--- Start of Given data ---

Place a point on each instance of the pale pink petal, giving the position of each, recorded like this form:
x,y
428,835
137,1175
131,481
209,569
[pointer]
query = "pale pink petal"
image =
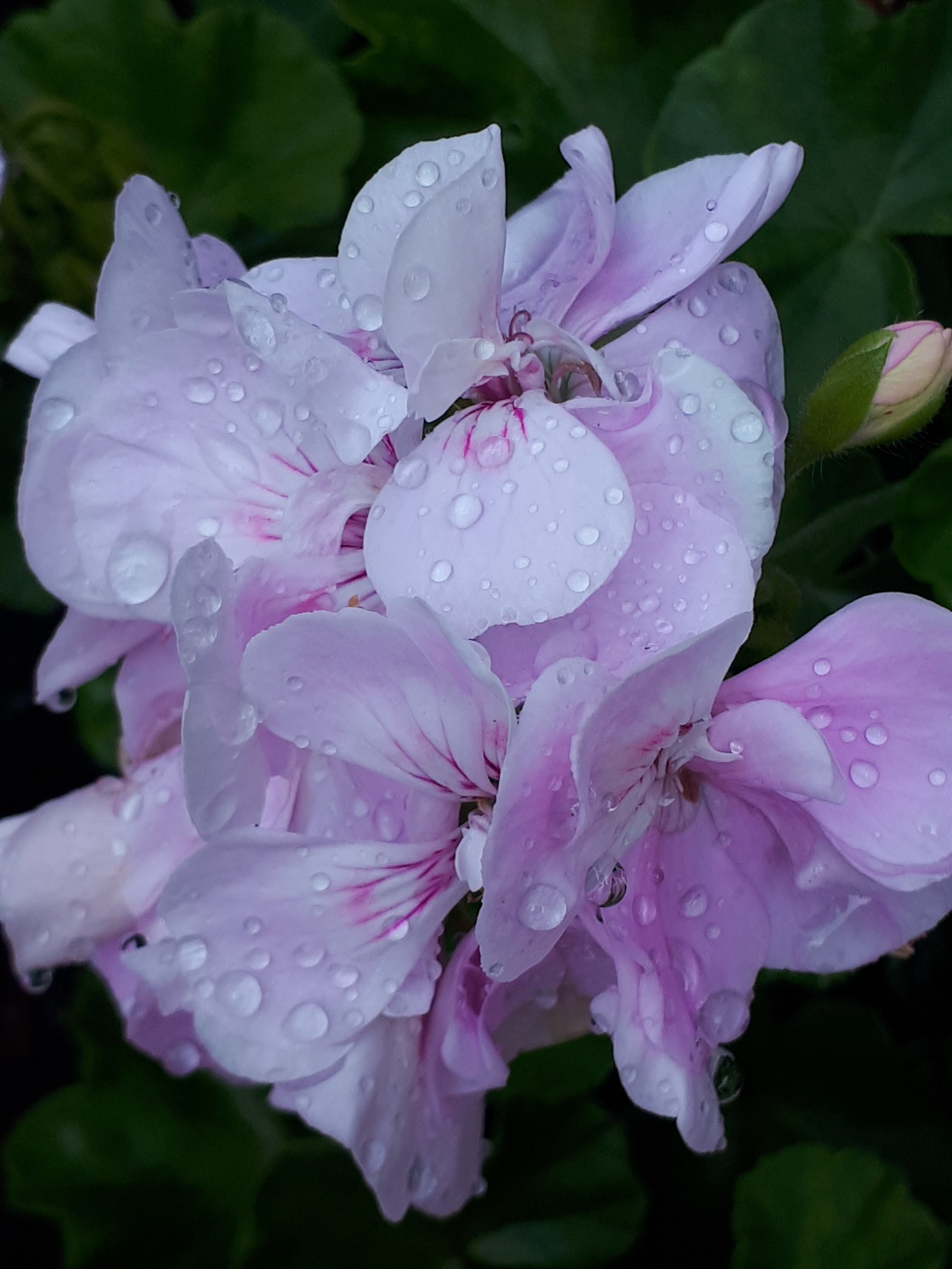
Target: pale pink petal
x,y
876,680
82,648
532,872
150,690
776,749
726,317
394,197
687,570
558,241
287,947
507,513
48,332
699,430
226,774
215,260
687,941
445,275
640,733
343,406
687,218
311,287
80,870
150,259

--- End of Given data ---
--- Start of Given data ---

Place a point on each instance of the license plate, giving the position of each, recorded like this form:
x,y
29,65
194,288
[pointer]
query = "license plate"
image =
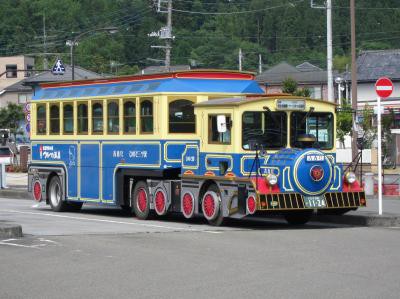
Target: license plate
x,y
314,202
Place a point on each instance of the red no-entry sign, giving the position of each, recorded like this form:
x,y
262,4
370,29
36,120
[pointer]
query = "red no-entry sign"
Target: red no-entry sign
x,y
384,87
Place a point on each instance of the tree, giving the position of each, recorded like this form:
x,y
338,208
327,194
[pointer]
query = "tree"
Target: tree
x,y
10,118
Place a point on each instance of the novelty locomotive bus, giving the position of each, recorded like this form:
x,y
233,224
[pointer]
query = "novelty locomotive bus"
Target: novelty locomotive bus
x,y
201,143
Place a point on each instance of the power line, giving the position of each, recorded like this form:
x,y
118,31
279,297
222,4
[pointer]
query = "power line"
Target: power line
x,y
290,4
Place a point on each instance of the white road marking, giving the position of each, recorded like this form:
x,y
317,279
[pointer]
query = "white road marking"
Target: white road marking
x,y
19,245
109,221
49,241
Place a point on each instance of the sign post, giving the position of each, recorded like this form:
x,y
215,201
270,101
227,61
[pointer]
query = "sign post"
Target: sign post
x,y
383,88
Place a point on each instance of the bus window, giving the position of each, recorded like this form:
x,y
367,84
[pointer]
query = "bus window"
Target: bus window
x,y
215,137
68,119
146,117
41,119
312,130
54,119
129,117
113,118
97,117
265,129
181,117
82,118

--- End of Given data ---
--- Start of Given data ---

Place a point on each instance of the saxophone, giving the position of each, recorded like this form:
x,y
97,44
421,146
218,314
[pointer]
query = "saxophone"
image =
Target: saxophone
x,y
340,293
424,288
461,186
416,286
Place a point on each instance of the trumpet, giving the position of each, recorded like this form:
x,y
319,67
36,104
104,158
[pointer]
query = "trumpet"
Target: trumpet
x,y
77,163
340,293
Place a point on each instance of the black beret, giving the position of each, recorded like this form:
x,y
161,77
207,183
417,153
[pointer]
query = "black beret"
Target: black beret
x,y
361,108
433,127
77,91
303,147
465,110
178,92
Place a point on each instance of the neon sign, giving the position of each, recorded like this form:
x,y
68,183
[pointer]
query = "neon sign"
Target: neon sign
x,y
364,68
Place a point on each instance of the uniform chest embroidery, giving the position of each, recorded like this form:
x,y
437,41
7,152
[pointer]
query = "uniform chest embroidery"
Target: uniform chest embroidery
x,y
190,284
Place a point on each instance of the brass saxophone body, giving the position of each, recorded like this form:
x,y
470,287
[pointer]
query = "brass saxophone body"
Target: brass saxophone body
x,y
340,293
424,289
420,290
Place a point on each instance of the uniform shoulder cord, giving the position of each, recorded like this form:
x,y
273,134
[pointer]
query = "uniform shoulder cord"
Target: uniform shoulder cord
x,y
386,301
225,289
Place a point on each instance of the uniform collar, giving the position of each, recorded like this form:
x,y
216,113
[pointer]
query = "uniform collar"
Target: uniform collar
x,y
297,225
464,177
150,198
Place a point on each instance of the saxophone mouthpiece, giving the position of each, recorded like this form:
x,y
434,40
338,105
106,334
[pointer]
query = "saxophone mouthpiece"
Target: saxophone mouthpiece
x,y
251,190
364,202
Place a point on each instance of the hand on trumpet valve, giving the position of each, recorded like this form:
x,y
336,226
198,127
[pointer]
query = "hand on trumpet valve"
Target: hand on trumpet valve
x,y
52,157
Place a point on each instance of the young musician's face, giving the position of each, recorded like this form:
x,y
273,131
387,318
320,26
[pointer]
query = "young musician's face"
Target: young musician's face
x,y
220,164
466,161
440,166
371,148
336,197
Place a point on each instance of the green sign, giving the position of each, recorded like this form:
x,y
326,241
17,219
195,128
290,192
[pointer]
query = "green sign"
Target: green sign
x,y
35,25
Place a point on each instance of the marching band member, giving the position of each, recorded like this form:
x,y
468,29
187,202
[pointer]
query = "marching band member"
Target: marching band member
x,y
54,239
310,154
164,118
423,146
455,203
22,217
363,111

--- End of Given data ---

State how many lines in the entries above contain the word "brass". Give only the number.

3